# start of TEXT BLOCK

Usually, the drying time is preferably about 2 to about 30 minutes,
and more preferably about 3 to about 30 minutes.
[0101] Usable drying devices are not particularly limited, as long
as the above-mentioned drying conditions can be provided. More
specifically, for example, hot air circulating dryers, infrared
radiation heaters, electromagnetic induction heaters, and the like
can be used.
[0102] Among the above drying devices, when using an
electromagnetic induction heaters to dry the coating composition
applied to a thick, high-heat-capacity metal substrate, for
example, a disc break component such as a disc rotor of thick
plates, the drying time after application can be greatly reduced.
When using electromagnetic induction heating, the substrate to
which the coating composition is applied needs to be a magnetic
material. Metal substrates meet this requirement.

# end of TEXT BLOCK
# start of DATASET ROWS

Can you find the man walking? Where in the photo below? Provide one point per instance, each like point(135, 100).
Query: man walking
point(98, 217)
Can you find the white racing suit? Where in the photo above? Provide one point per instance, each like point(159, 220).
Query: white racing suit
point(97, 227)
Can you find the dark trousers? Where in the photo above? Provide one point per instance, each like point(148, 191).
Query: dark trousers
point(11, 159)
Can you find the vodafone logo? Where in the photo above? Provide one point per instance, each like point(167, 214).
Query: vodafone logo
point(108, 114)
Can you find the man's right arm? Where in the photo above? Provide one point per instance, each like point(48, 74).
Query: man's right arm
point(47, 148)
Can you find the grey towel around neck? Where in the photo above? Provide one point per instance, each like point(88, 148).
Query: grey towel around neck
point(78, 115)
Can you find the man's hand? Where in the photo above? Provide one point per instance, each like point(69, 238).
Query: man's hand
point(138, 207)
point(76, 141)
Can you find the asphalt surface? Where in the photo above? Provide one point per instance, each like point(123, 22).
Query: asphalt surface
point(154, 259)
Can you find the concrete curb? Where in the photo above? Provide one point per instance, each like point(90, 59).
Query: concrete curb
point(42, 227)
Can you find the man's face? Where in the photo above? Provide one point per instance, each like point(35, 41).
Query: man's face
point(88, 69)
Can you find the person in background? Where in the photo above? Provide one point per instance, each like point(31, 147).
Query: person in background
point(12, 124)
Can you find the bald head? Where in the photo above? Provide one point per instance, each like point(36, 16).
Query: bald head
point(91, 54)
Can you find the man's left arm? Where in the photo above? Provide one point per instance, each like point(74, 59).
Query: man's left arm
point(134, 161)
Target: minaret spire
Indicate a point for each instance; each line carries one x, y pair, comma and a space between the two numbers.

# end of DATASET ROWS

Copy word for word the passage on drying the coating composition from "[0101] Usable drying" to "be greatly reduced.". The items are separate material, unrelated to the passage on drying the coating composition.

[0101] Usable drying devices are not particularly limited, as long
as the above-mentioned drying conditions can be provided. More
specifically, for example, hot air circulating dryers, infrared
radiation heaters, electromagnetic induction heaters, and the like
can be used.
[0102] Among the above drying devices, when using an
electromagnetic induction heaters to dry the coating composition
applied to a thick, high-heat-capacity metal substrate, for
example, a disc break component such as a disc rotor of thick
plates, the drying time after application can be greatly reduced.